Exercise
The answer is one number: how many lines in the data below hold "blue".

(Saved entries)

★ ★ ★ ★ ★

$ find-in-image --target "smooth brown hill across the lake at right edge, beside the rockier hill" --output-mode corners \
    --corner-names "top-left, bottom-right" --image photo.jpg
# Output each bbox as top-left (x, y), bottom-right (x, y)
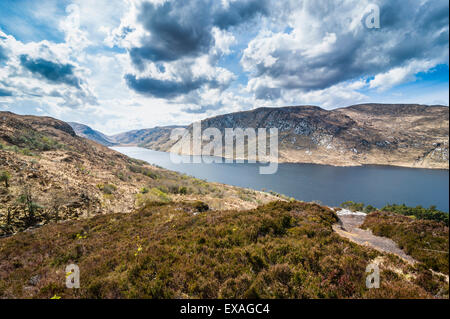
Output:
top-left (337, 104), bottom-right (449, 169)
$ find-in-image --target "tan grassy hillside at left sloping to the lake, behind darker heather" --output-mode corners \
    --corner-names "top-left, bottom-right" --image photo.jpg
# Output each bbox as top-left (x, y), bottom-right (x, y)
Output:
top-left (0, 112), bottom-right (275, 237)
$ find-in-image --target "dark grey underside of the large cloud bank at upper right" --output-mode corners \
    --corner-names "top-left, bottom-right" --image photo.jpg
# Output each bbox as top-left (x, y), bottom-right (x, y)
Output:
top-left (242, 0), bottom-right (449, 100)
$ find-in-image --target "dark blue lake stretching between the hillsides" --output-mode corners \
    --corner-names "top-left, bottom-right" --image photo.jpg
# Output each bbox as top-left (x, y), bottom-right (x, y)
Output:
top-left (113, 147), bottom-right (449, 212)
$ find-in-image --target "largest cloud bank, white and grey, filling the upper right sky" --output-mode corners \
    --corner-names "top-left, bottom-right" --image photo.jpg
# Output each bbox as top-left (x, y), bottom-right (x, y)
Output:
top-left (241, 0), bottom-right (448, 100)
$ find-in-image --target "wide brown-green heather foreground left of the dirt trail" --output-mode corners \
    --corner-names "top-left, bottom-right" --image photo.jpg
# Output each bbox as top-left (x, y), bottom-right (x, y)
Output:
top-left (0, 201), bottom-right (448, 298)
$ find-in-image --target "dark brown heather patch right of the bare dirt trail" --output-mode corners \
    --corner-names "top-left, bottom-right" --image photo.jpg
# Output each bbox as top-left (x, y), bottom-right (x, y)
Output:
top-left (361, 212), bottom-right (449, 274)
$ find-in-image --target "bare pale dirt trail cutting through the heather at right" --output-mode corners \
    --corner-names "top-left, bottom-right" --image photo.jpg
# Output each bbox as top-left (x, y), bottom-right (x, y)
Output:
top-left (333, 212), bottom-right (417, 264)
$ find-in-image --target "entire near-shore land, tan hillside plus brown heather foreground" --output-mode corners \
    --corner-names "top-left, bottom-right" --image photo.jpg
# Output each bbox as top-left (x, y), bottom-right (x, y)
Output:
top-left (0, 112), bottom-right (448, 299)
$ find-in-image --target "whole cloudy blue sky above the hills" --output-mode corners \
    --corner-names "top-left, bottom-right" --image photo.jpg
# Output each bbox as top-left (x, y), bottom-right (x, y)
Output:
top-left (0, 0), bottom-right (449, 134)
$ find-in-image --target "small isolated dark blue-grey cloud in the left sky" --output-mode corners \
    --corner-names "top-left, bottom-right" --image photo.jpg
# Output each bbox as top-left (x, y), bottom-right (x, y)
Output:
top-left (20, 55), bottom-right (81, 89)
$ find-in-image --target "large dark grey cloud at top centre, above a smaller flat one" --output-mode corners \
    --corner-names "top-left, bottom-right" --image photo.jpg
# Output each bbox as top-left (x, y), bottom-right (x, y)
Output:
top-left (130, 0), bottom-right (268, 68)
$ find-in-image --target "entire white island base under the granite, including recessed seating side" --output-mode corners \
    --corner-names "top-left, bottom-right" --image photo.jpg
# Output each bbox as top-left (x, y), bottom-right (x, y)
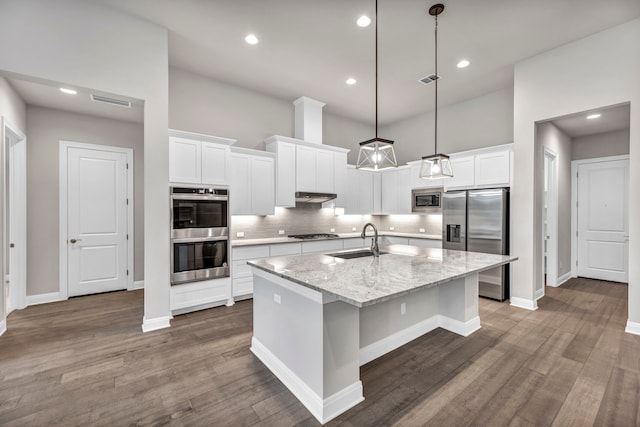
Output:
top-left (251, 268), bottom-right (480, 424)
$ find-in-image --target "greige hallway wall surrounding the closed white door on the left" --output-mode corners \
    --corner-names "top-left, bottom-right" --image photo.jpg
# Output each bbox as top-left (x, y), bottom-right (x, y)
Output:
top-left (27, 106), bottom-right (144, 295)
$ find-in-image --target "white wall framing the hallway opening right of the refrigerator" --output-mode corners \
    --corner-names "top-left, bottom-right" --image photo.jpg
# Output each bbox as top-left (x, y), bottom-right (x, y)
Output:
top-left (511, 20), bottom-right (640, 326)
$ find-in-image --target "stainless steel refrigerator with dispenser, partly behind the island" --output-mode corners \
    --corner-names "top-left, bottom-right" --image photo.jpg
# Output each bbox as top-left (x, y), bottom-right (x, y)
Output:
top-left (442, 188), bottom-right (509, 301)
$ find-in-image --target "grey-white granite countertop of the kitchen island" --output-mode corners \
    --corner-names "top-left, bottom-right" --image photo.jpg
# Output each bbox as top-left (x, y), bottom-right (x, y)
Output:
top-left (248, 245), bottom-right (518, 307)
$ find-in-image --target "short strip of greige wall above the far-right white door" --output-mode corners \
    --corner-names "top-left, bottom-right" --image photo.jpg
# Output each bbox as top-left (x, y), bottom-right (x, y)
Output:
top-left (571, 129), bottom-right (629, 160)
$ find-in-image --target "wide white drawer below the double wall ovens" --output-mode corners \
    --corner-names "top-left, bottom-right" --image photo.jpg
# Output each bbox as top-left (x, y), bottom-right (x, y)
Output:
top-left (170, 277), bottom-right (233, 315)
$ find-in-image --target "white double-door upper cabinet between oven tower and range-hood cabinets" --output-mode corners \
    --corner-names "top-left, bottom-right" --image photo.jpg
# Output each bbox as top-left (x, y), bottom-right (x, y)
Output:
top-left (229, 148), bottom-right (276, 215)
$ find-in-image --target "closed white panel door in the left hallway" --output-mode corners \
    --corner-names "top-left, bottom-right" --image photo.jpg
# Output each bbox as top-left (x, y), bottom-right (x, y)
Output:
top-left (66, 147), bottom-right (128, 297)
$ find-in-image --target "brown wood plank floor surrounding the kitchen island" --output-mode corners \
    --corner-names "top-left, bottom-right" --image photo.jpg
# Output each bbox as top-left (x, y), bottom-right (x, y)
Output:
top-left (0, 279), bottom-right (640, 426)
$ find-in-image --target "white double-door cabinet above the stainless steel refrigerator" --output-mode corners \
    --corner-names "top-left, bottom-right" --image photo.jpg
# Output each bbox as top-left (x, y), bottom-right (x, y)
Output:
top-left (444, 144), bottom-right (513, 191)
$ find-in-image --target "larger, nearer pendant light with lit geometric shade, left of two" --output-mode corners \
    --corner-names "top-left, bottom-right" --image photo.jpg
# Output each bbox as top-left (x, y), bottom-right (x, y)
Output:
top-left (356, 0), bottom-right (398, 170)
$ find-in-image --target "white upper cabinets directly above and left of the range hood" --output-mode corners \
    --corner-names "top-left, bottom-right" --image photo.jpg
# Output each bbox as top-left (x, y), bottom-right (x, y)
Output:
top-left (264, 135), bottom-right (349, 207)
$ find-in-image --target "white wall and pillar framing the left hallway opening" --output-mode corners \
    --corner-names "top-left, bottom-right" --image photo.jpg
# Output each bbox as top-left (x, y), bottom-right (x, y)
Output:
top-left (0, 0), bottom-right (170, 330)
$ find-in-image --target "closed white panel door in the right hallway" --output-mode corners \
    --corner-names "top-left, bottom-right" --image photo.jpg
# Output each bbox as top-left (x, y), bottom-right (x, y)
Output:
top-left (578, 160), bottom-right (629, 282)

★ ★ ★ ★ ★

Result for this task
3